**READING PASSAGE:**
# # # #

He also asserted that:

  • he is a “consumer” under EU law and Irish consumer legislation,
  • the mortgage terms allowing assignment “on whatever terms [the lender] may think fit” are unfair terms within the meaning of Council Directive 93/13/EEC, and
  • by reason of those EU law protections, damages could not be considered an adequate remedy and he was entitled to equitable relief preserving the status quo pending trial.

3. Summary of the Judgment

3.1 The Interlocutory Injunction Framework

Applying Campus Oil v Minister for Industry and Commerce [1983] IR 88, as refined in Okunade v Minister for Justice [2012] 3 IR 152 and Merck Sharp & Dohme v Clonmel Healthcare [2019] IESC 65, Nolan J reaffirmed that the court must:

  1. Determine whether there is a fair question to be tried (or “arguable case”).
  2. If so, consider whether damages would be an adequate remedy for each party if the injunction is granted or refused.
  3. Weigh the balance of convenience/balance of justice, taking account of all relevant factors, including the possibility that there may never be a trial.
  4. Require, as an “essential quid pro quo”, a meaningful undertaking as to damages from the applicant.

3.2 Findings

Nolan J held as follows:

  1. Fair question to be tried conceded: Counsel for Everyday and Mr Boland conceded that the Plaintiff had raised a fair issue to be tried as to the transfer and assignment of the mortgage. The Court accepted this concession and did not conduct a detailed merits analysis at this stage (para. 20).
  2. Plaintiff not a consumer for this transaction:
    • The Plaintiff had executed an “amended letter of offer” dated 4 July 2005 which contained a special condition, clause 333, in the section headed “Matters for the attention of Broker/Client – Advisory”.
    • Clause 333 stated:
      “The Borrower warrants to the Lender that in accepting this loan facility, he is acting within his business, trade or profession and is thereby not a ‘consumer’ within the meaning of the Consumer Credit Act 1995 – Section 2.”
    • The Plaintiff had the benefit of legal advice at the time. The clause was expressly brought to the attention of both borrower and solicitor (para. 31–32).
    • On the facts, including later commercial use of the property, the Court “finds as a fact” that the Plaintiff was not a consumer when he gave this warranty and entered the mortgage (para. 36).
  3. EU consumer/unfair terms law not engaged in a way that affects adequacy of damages:
    • The CJEU cases invoked by the Plaintiff (GR Real s.r.o. v PO and RT, Case C‑351/23; Costea v Volksbank Romania, Case C‑110/14; Gruber v BayWa AG, Case C‑464/01) were distinguished.

# # # #

**RECORD SET:**
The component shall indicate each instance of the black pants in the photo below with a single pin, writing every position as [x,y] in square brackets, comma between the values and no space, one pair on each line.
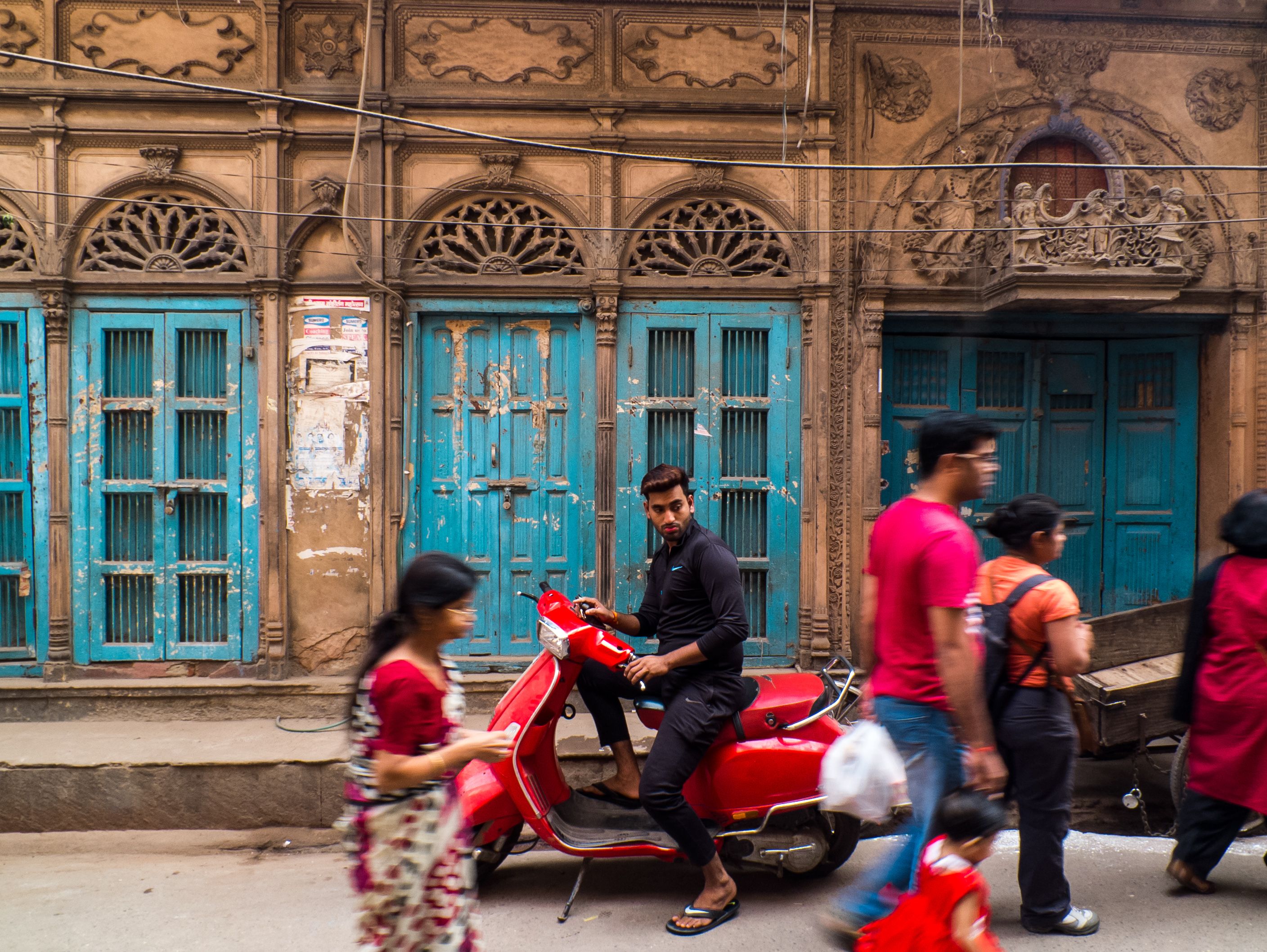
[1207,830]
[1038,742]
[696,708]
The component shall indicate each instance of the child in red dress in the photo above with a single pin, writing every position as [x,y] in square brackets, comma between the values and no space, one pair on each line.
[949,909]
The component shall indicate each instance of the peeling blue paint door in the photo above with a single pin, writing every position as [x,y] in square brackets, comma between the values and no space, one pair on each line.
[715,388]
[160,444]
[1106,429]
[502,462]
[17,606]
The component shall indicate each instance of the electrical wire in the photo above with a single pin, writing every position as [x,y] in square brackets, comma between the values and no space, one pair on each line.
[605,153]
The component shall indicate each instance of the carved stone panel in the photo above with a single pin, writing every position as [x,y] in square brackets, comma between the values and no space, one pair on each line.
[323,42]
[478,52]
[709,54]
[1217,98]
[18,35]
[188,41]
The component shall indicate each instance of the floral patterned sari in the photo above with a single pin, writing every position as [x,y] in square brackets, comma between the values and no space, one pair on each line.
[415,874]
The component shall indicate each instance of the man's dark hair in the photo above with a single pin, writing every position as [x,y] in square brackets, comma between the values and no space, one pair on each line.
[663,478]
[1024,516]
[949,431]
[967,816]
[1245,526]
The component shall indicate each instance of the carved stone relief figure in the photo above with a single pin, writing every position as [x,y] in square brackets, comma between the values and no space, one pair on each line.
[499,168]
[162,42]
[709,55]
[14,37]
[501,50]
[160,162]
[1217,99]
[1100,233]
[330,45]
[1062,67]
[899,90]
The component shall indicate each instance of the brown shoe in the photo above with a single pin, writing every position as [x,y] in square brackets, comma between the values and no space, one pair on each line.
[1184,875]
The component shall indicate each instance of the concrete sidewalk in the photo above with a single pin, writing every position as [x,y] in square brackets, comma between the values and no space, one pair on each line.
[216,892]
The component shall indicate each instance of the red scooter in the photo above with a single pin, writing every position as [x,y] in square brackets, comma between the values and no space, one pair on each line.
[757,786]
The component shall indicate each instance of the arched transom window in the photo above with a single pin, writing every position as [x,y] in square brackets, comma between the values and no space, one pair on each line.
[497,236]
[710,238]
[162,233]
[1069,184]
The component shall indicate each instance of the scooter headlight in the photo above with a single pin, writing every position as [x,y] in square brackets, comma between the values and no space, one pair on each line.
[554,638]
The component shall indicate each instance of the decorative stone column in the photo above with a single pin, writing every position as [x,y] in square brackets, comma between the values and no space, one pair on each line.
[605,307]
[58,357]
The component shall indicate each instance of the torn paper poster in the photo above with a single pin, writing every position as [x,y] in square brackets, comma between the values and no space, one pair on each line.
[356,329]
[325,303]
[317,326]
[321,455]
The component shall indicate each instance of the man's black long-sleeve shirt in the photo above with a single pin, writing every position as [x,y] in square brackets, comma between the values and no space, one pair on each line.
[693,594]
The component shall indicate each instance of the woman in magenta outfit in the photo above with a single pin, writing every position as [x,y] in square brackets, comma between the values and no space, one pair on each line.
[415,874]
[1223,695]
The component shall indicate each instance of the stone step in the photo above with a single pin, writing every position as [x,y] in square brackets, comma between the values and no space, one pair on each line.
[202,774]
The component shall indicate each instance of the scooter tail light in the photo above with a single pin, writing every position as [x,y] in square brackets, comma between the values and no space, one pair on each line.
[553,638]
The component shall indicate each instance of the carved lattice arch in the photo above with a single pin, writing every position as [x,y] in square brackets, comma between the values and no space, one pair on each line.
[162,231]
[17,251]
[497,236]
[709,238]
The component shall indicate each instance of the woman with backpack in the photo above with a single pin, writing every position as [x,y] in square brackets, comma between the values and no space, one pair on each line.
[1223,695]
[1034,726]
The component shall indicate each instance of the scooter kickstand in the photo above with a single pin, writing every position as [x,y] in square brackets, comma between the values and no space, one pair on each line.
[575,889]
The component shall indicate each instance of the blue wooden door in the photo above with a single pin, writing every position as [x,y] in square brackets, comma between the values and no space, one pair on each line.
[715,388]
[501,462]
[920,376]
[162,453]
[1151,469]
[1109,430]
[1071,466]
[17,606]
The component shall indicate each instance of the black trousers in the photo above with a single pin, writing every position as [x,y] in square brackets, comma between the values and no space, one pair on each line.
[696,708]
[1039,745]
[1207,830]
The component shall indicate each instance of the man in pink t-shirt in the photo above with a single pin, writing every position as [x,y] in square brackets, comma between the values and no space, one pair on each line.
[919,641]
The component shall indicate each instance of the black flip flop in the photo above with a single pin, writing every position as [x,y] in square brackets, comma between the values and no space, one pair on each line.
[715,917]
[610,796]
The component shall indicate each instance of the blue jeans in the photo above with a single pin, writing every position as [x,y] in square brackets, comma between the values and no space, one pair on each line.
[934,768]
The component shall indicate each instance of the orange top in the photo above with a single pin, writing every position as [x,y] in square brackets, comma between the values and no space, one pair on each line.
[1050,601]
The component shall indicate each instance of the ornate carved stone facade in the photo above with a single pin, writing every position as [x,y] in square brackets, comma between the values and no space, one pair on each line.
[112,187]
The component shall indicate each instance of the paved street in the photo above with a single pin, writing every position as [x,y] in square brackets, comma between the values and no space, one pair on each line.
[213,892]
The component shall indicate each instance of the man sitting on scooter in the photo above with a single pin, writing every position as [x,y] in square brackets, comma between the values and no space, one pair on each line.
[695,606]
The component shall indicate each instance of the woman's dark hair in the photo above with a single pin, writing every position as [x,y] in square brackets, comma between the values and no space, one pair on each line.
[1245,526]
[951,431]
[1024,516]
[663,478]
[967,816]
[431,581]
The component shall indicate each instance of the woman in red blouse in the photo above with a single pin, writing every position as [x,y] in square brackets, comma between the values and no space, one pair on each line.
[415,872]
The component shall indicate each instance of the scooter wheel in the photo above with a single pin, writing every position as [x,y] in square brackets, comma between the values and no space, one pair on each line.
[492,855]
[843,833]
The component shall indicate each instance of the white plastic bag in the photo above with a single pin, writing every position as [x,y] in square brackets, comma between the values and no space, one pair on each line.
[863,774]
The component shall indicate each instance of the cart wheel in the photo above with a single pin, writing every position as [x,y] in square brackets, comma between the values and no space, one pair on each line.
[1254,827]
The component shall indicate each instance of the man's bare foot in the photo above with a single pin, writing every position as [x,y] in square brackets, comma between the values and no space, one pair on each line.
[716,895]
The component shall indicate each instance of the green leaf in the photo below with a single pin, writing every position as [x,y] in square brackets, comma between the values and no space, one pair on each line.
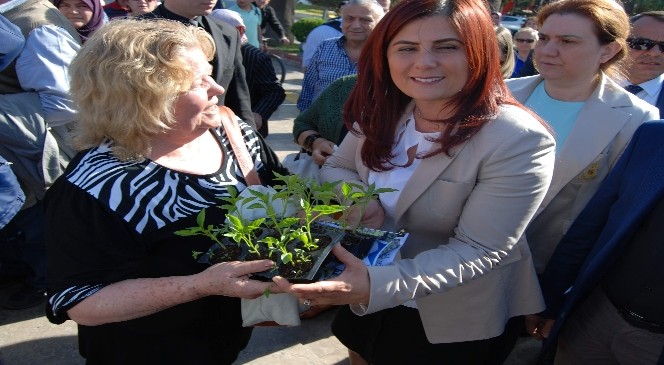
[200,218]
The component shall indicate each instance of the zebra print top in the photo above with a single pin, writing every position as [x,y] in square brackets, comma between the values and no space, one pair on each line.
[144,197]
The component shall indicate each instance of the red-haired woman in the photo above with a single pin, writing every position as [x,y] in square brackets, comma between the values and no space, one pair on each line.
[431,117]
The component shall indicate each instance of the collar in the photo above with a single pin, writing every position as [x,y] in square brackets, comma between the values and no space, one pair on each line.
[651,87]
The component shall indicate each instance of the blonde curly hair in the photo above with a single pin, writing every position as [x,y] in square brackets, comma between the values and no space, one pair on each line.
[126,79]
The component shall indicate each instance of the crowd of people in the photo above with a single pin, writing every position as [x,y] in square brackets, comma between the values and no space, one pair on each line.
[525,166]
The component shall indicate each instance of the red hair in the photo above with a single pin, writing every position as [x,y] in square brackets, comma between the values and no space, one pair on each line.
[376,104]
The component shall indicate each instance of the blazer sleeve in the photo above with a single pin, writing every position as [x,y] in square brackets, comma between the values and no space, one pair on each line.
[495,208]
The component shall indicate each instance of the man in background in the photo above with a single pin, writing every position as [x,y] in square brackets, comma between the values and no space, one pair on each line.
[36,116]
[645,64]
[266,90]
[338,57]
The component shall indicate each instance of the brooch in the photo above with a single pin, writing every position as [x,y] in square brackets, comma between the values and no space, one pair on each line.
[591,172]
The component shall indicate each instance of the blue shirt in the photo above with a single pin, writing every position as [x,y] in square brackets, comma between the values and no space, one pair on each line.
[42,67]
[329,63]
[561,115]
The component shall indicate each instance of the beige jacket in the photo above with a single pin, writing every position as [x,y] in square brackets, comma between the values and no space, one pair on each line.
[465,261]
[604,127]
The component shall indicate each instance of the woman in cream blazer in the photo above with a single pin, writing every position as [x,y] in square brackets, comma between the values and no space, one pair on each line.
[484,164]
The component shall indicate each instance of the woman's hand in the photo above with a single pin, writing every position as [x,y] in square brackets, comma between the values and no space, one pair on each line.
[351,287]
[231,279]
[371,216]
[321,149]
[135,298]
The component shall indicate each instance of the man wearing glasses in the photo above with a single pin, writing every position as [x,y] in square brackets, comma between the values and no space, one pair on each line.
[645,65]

# # # #

**WHAT IS ASKED:**
1. Answer these questions from the judgment summary, each on its own line:
(a) Which Council Directive does the plaintiff say makes the mortgage assignment terms unfair?
(b) What date does the amended letter of offer bear?
(c) Under what section heading did clause 333 appear?
2. Retype the judgment summary word for word, beginning at the words "3.1 The Interlocutory" and stopping after "granted or refused.".
3. Continue the judgment summary past its last sentence.

**SOLVED TASKS:**
1.
(a) Council Directive 93/13/EEC
(b) 4 July 2005
(c) "Matters for the attention of Broker/Client – Advisory"

2.
3.1 The Interlocutory Injunction Framework

Applying Campus Oil v Minister for Industry and Commerce [1983] IR 88, as refined in Okunade v Minister for Justice [2012] 3 IR 152 and Merck Sharp & Dohme v Clonmel Healthcare [2019] IESC 65, Nolan J reaffirmed that the court must:

  1. Determine whether there is a fair question to be tried (or “arguable case”).
  2. If so, consider whether damages would be an adequate remedy for each party if the injunction is granted or refused.

3.
    • GR Real was focused on protection of a family home and the fundamental right to accommodation under Article 7 of the Charter, in the context of potentially non-transparent acceleration clauses (paras. 23–25).
    • Those circumstances did not apply here: Claddagh Cottage is not the Plaintiff’s family home, there was no similar transparency issue, and the Plaintiff was not a consumer.
    • Accordingly, the line of CJEU authority which stresses that consumers must not be limited to “subsequent protection of a purely compensatory nature” (para. 24, 27) did not render damages an inadequate remedy in this case.
  4. Property is commercial/investment, not family home: The Court found that the property was, in reality, used for business/commercial purposes. Photographic evidence showed commercial activity. The Plaintiff’s own description of the property as “vital to his business and family life” undermined his claim that it was purely for residential/family use (paras. 48, 52).
  5. Damages are an adequate remedy for the Plaintiff:
    • Given the Plaintiff’s non‑consumer status, the commercial nature of the property, and the availability of monetary compensation if he ultimately succeeded at trial, damages were held to be adequate (paras. 54–56).
    • The Court emphasised the Supreme Court’s guidance in Merck that courts in commercial disputes should be “robustly sceptical” of claims that damages are not adequate (para. 49).
  6. Serious and prolonged default: The Plaintiff had not made any payments since approximately 2011. His explanation that he withheld payments because of doubts about the lenders’ title was inconsistent with the fact that, at the time of default, the original lender (IIB/KBC) still held the mortgage (paras. 37–38).
  7. Registered title and receiver presumptively valid: Everyday holds registered title as mortgagee, and a receiver was validly appointed. The Court refers to Tanager DAC v Kane [2019] IESCDET 80 for the proposition that the land folio is prima facie conclusive evidence of title (para. 55).
  8. Undertaking as to damages deficient:
    • The Plaintiff did not give any undertaking as to damages in his first two affidavits (March and April 2025).
    • Only in June 2025 did he state:
      “For the avoidance of doubt, the plaintiff confirms that he offers all undertakings required for the grant of interlocutory injunctive relief, including an undertaking as to damages.”
    • When questioned, he relied on an assertion that four acres of unencumbered land existed, supported only by a marked-up photograph and speculative valuations (€20,000–€25,000 per acre) (paras. 58–59).
    • Given his apparent impecuniosity (as noted in Re Decobake) and the lack of concrete evidence, the Court held that he was not in a position to give a meaningful undertaking as to damages (paras. 59–60).
  9. Balance of justice / convenience favours refusal:
    • The Defendants, as registered mortgagees, would suffer loss if restrained from realising their security while no payments are being made.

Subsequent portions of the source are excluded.